Exercise ->
Only one stretch of the data below is needed. Output the lines from the one with "The task in" up to and including the one with "positive clicks: (235, 167)", exactly as they stand.

Provided entries ->
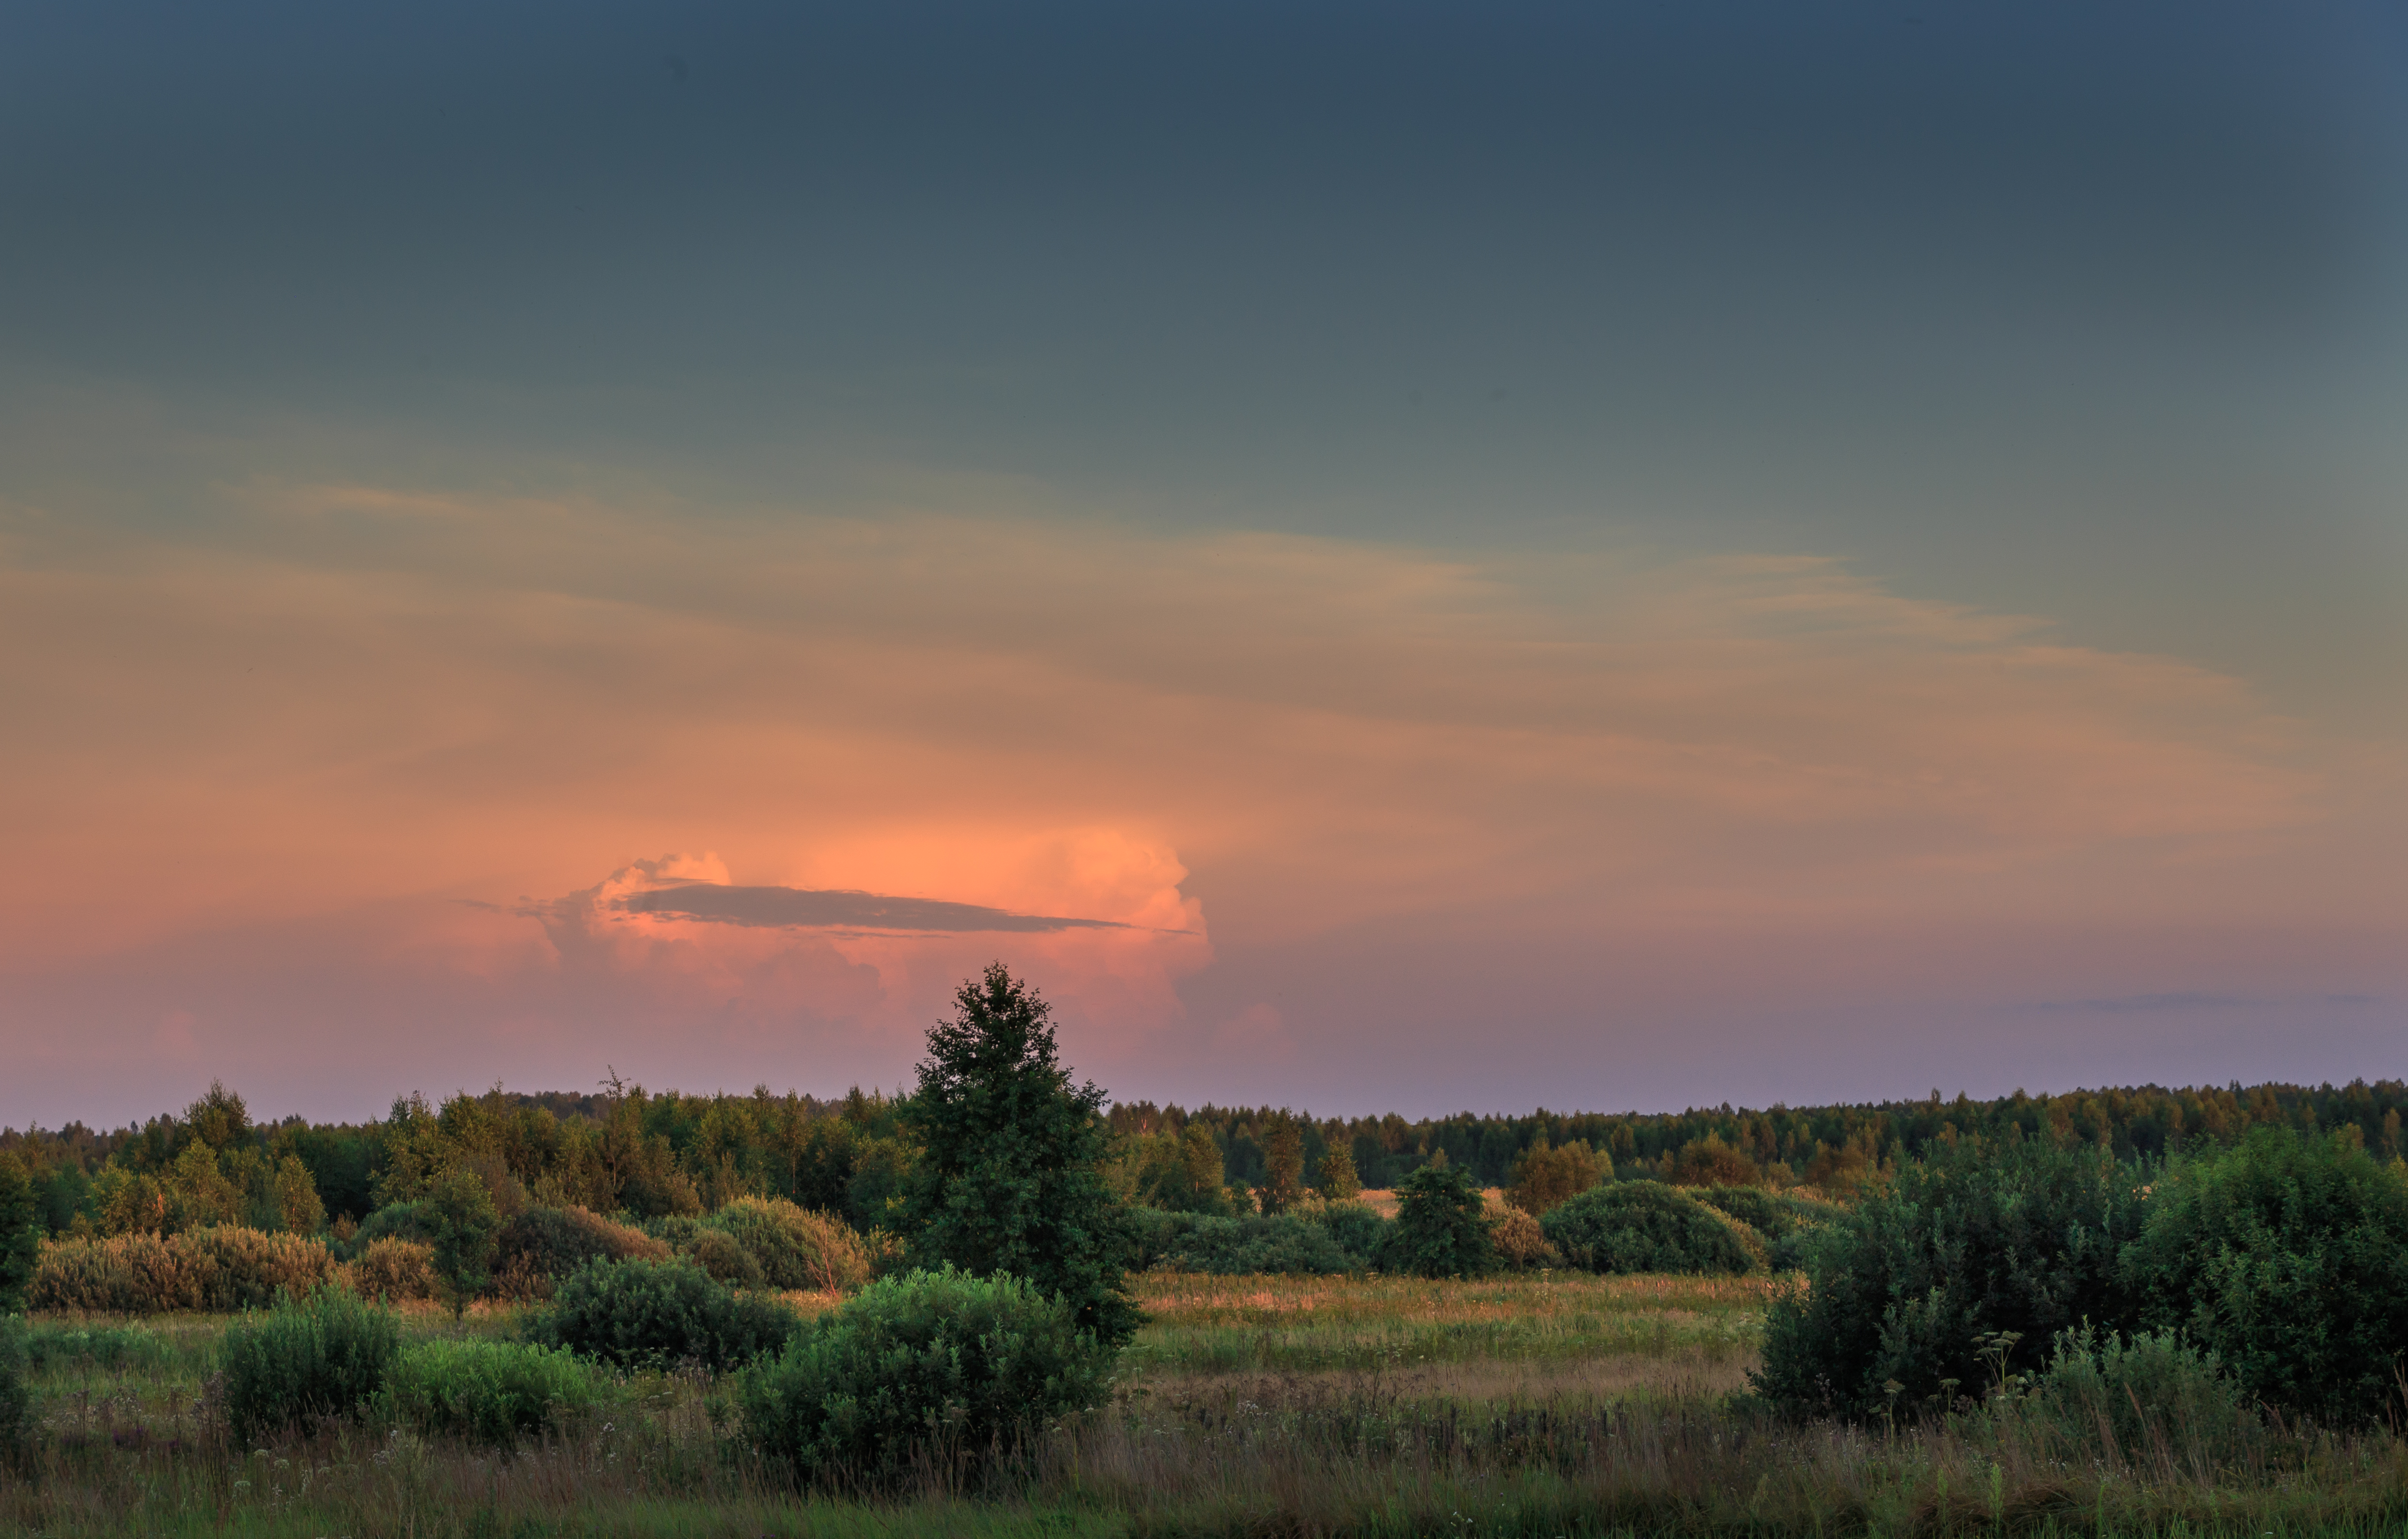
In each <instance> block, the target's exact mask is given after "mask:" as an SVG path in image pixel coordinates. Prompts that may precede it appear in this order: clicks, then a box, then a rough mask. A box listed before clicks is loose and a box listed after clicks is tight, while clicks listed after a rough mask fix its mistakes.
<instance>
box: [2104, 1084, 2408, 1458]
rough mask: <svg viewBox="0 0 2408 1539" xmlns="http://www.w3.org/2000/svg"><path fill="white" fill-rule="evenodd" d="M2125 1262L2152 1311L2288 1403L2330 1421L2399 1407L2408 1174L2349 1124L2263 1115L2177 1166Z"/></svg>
mask: <svg viewBox="0 0 2408 1539" xmlns="http://www.w3.org/2000/svg"><path fill="white" fill-rule="evenodd" d="M2124 1276H2126V1279H2129V1284H2131V1286H2133V1291H2136V1293H2138V1317H2141V1322H2143V1325H2155V1327H2179V1329H2182V1332H2184V1334H2186V1337H2189V1339H2191V1342H2199V1344H2201V1346H2206V1349H2213V1351H2215V1354H2220V1356H2223V1361H2225V1363H2227V1366H2230V1368H2232V1375H2235V1378H2237V1380H2239V1382H2242V1385H2244V1387H2247V1390H2249V1392H2251V1394H2256V1397H2261V1399H2266V1402H2271V1404H2276V1407H2283V1409H2285V1411H2304V1414H2309V1416H2316V1419H2319V1421H2326V1423H2365V1421H2374V1419H2379V1416H2384V1414H2386V1411H2398V1402H2396V1394H2398V1387H2396V1382H2394V1373H2396V1370H2398V1366H2401V1356H2403V1354H2408V1183H2403V1180H2401V1175H2398V1173H2396V1171H2391V1168H2386V1166H2382V1163H2377V1161H2374V1158H2372V1156H2367V1151H2365V1149H2360V1146H2357V1144H2355V1139H2350V1137H2343V1134H2336V1137H2309V1139H2302V1137H2297V1134H2292V1132H2285V1130H2278V1127H2264V1130H2259V1132H2251V1134H2249V1137H2247V1139H2244V1142H2242V1144H2239V1146H2235V1149H2227V1151H2220V1154H2213V1156H2208V1158H2201V1161H2196V1163H2186V1166H2177V1168H2174V1171H2172V1173H2170V1175H2167V1180H2165V1183H2162V1190H2160V1192H2158V1197H2155V1202H2153V1204H2150V1214H2148V1226H2146V1228H2143V1231H2141V1238H2138V1240H2136V1243H2133V1245H2131V1250H2129V1252H2126V1255H2124Z"/></svg>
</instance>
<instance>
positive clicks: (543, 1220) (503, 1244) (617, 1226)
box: [494, 1207, 694, 1293]
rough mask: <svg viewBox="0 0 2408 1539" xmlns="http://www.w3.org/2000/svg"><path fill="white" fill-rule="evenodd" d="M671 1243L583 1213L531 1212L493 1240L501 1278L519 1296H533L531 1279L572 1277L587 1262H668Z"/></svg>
mask: <svg viewBox="0 0 2408 1539" xmlns="http://www.w3.org/2000/svg"><path fill="white" fill-rule="evenodd" d="M684 1223H689V1226H691V1223H694V1221H691V1219H684ZM667 1255H669V1245H667V1243H662V1240H655V1238H653V1236H648V1233H643V1231H641V1228H628V1226H626V1223H614V1221H609V1219H604V1216H600V1214H595V1211H588V1209H583V1207H530V1209H527V1211H523V1214H518V1216H515V1219H510V1221H508V1223H503V1226H501V1233H498V1236H496V1238H494V1260H496V1274H498V1276H501V1279H506V1281H510V1284H515V1286H513V1291H518V1293H532V1291H535V1289H532V1286H527V1284H530V1281H532V1279H559V1276H568V1274H571V1272H576V1269H578V1267H583V1264H585V1262H595V1260H602V1262H624V1260H628V1257H648V1260H667Z"/></svg>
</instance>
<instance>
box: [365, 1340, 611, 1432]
mask: <svg viewBox="0 0 2408 1539" xmlns="http://www.w3.org/2000/svg"><path fill="white" fill-rule="evenodd" d="M612 1399H614V1392H612V1385H604V1382H602V1380H597V1378H595V1370H592V1368H588V1366H585V1363H583V1361H578V1358H576V1356H573V1354H568V1351H563V1349H556V1346H535V1344H530V1342H419V1344H417V1346H412V1349H409V1351H405V1354H402V1358H400V1361H397V1363H395V1366H393V1373H390V1375H388V1378H385V1407H388V1409H390V1411H393V1416H397V1419H400V1421H407V1423H409V1426H414V1428H419V1431H421V1433H436V1435H450V1438H467V1440H470V1443H486V1445H491V1447H508V1445H513V1443H518V1440H520V1438H527V1435H532V1433H539V1431H542V1428H544V1426H554V1423H556V1421H561V1419H563V1416H568V1414H573V1411H583V1409H592V1407H600V1404H607V1402H612Z"/></svg>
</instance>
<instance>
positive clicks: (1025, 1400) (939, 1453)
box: [737, 1267, 1112, 1486]
mask: <svg viewBox="0 0 2408 1539" xmlns="http://www.w3.org/2000/svg"><path fill="white" fill-rule="evenodd" d="M1110 1368H1112V1351H1110V1349H1108V1346H1103V1344H1098V1342H1096V1337H1093V1334H1088V1332H1081V1329H1079V1325H1076V1317H1074V1313H1072V1308H1069V1305H1067V1303H1062V1301H1060V1298H1045V1296H1043V1293H1038V1289H1035V1286H1033V1284H1028V1281H1023V1279H1019V1276H1009V1274H997V1276H970V1274H966V1272H954V1269H951V1267H946V1269H942V1272H908V1274H903V1276H889V1279H884V1281H874V1284H869V1286H867V1289H862V1291H860V1293H855V1296H852V1298H850V1301H848V1303H845V1305H843V1308H838V1310H831V1313H826V1315H821V1317H819V1320H816V1322H814V1325H811V1329H809V1332H804V1334H802V1337H797V1339H795V1342H792V1344H790V1346H787V1349H785V1351H783V1354H780V1356H778V1358H773V1361H763V1363H756V1366H754V1368H749V1370H746V1373H744V1378H742V1380H739V1387H737V1399H739V1407H742V1416H744V1433H746V1435H749V1438H751V1440H754V1445H759V1447H761V1450H763V1452H768V1455H771V1457H775V1460H780V1462H785V1464H787V1467H790V1469H792V1472H795V1474H797V1476H799V1479H807V1481H824V1484H826V1481H836V1484H860V1486H893V1484H898V1481H901V1479H905V1476H910V1474H913V1472H915V1469H937V1467H958V1469H963V1472H968V1474H975V1472H982V1469H990V1467H992V1464H995V1462H997V1460H1004V1457H1009V1455H1011V1452H1014V1450H1016V1447H1019V1440H1021V1438H1023V1435H1026V1433H1031V1431H1035V1428H1038V1426H1043V1423H1045V1421H1052V1419H1055V1416H1062V1414H1067V1411H1079V1409H1086V1407H1091V1404H1096V1402H1098V1399H1100V1397H1103V1392H1105V1380H1108V1373H1110Z"/></svg>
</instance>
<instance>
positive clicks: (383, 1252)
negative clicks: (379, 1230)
mask: <svg viewBox="0 0 2408 1539" xmlns="http://www.w3.org/2000/svg"><path fill="white" fill-rule="evenodd" d="M433 1255H436V1248H433V1245H429V1243H424V1240H405V1238H400V1236H383V1238H378V1240H376V1243H371V1245H368V1248H366V1250H364V1252H361V1257H359V1260H356V1262H352V1267H349V1279H352V1291H354V1293H359V1296H361V1298H390V1301H395V1303H397V1301H402V1298H433V1296H436V1267H433Z"/></svg>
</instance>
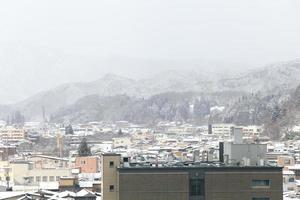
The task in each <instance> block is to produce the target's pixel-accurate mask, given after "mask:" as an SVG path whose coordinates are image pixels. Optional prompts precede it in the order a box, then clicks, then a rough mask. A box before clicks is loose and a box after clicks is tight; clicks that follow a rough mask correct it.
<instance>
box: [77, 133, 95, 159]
mask: <svg viewBox="0 0 300 200" xmlns="http://www.w3.org/2000/svg"><path fill="white" fill-rule="evenodd" d="M78 155H79V156H80V157H86V156H91V155H92V153H91V149H90V148H89V146H88V144H87V141H86V138H83V139H82V140H81V142H80V145H79V148H78Z"/></svg>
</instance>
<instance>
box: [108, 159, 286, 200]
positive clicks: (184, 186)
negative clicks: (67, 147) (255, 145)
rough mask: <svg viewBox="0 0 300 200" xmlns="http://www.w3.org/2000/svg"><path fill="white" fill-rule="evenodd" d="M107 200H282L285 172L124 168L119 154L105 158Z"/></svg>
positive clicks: (235, 167)
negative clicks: (282, 179) (282, 189)
mask: <svg viewBox="0 0 300 200" xmlns="http://www.w3.org/2000/svg"><path fill="white" fill-rule="evenodd" d="M102 163H103V167H102V174H103V179H102V197H103V200H146V199H155V200H166V199H172V200H196V199H197V200H241V199H243V200H244V199H245V200H246V199H247V200H248V199H249V200H262V199H263V200H267V199H268V200H271V199H272V200H282V199H283V197H282V196H283V195H282V194H283V193H282V168H279V167H266V166H262V167H259V166H255V167H237V166H235V167H232V166H218V165H215V164H212V163H210V164H209V163H198V164H195V163H194V164H193V165H188V166H176V165H173V166H170V165H169V166H162V167H158V166H156V167H153V166H143V165H131V164H130V163H129V162H128V159H127V158H124V160H123V162H122V164H121V157H120V155H118V154H103V155H102Z"/></svg>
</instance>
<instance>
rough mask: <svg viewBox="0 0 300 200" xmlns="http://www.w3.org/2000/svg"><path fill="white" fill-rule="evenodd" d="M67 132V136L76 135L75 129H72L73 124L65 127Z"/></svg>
mask: <svg viewBox="0 0 300 200" xmlns="http://www.w3.org/2000/svg"><path fill="white" fill-rule="evenodd" d="M65 132H66V135H73V134H74V131H73V127H72V125H71V124H69V125H68V126H66V127H65Z"/></svg>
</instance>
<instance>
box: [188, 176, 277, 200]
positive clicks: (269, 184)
mask: <svg viewBox="0 0 300 200" xmlns="http://www.w3.org/2000/svg"><path fill="white" fill-rule="evenodd" d="M270 185H271V181H270V180H252V187H253V188H257V187H270ZM189 188H190V196H204V195H205V183H204V179H190V187H189ZM252 200H269V198H268V197H255V198H252Z"/></svg>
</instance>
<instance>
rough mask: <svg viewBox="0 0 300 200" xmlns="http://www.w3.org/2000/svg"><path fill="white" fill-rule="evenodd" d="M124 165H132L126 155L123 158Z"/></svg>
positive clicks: (127, 157)
mask: <svg viewBox="0 0 300 200" xmlns="http://www.w3.org/2000/svg"><path fill="white" fill-rule="evenodd" d="M123 166H124V167H130V163H129V158H128V157H124V158H123Z"/></svg>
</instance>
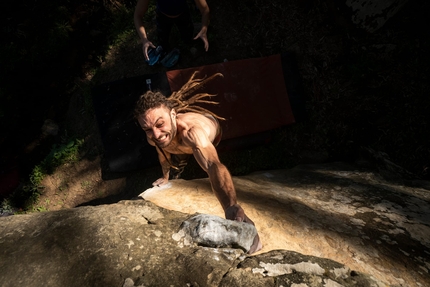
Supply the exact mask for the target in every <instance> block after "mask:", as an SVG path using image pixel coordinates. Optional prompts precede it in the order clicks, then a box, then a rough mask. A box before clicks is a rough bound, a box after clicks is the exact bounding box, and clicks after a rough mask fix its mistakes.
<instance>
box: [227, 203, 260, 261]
mask: <svg viewBox="0 0 430 287" xmlns="http://www.w3.org/2000/svg"><path fill="white" fill-rule="evenodd" d="M225 218H227V219H230V220H235V221H240V222H246V223H249V224H252V225H254V226H255V224H254V222H253V221H252V220H251V219H249V218H248V216H246V214H245V211H244V210H243V208H242V207H241V206H240V205H239V204H235V205H232V206H230V207H228V208H227V209H226V210H225ZM261 248H263V245H262V244H261V241H260V236H258V233H257V235H256V236H255V237H254V242H253V243H252V245H251V248H250V249H249V251H248V253H249V254H252V253H254V252H257V251H259V250H260V249H261Z"/></svg>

Written solution ->
The task in each <instance> block is to produce the target's pixel-accurate mask, given after "mask:" as an SVG path whose coordinates are image pixels. Optional prompts precede it in the order a box, then clicks, then a rough mask. A box before clicks is loose and a box after clicks is tight; clicks that follow a rough mask correct it.
<instance>
box: [77, 133, 95, 159]
mask: <svg viewBox="0 0 300 200" xmlns="http://www.w3.org/2000/svg"><path fill="white" fill-rule="evenodd" d="M78 155H79V156H80V157H86V156H91V155H92V153H91V149H90V148H89V146H88V144H87V141H86V138H83V139H82V140H81V142H80V145H79V148H78Z"/></svg>
</instance>
<instance>
box: [108, 159, 286, 200]
positive clicks: (184, 186)
negative clicks: (67, 147) (255, 145)
rough mask: <svg viewBox="0 0 300 200" xmlns="http://www.w3.org/2000/svg"><path fill="white" fill-rule="evenodd" d="M107 200H282L285 172L124 168L119 154L105 158Z"/></svg>
positive clicks: (235, 167)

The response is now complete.